#### WHAT YOU ARE ASKED TO DO:
Reproduce every row below, replacing "top-left" with "upper-left" and changing nothing else. Leave the pictures out of your answer.

#### ENTRIES PROVIDED:
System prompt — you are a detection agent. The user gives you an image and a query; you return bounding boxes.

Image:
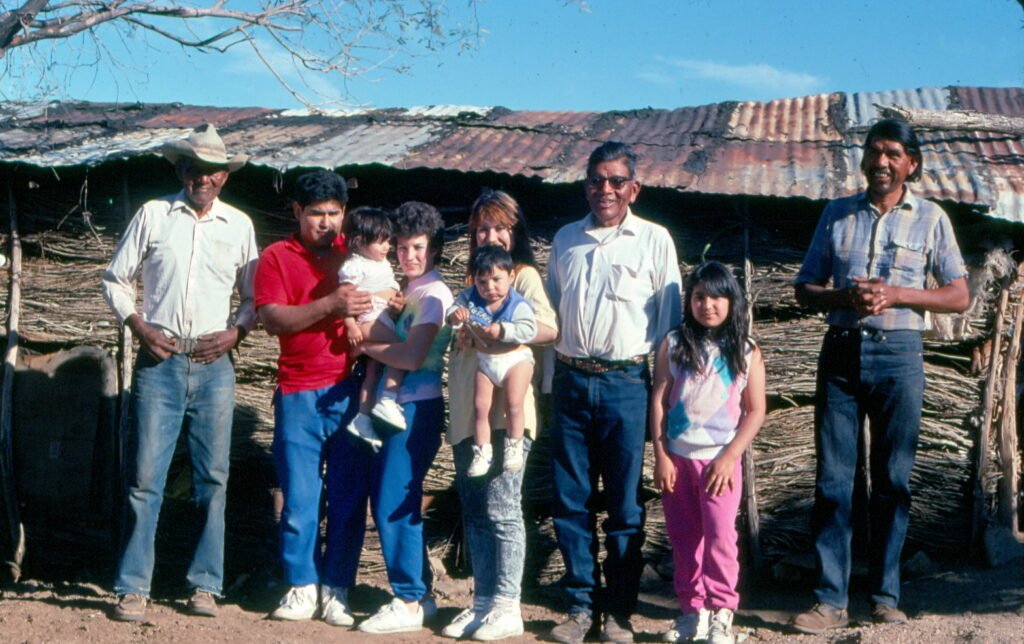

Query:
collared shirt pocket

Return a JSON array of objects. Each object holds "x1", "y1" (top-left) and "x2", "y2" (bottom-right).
[
  {"x1": 605, "y1": 262, "x2": 650, "y2": 302},
  {"x1": 888, "y1": 240, "x2": 928, "y2": 289}
]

#### COMPLETE ANSWER:
System prompt — you are a detection agent. The user gives you an image and a query; you return bounding boxes.

Image:

Query:
collared shirt pocket

Return a JSON array of objects. Each object holds "x1", "y1" (upper-left) and "x2", "y2" (bottom-right).
[
  {"x1": 605, "y1": 262, "x2": 650, "y2": 302},
  {"x1": 888, "y1": 240, "x2": 928, "y2": 289}
]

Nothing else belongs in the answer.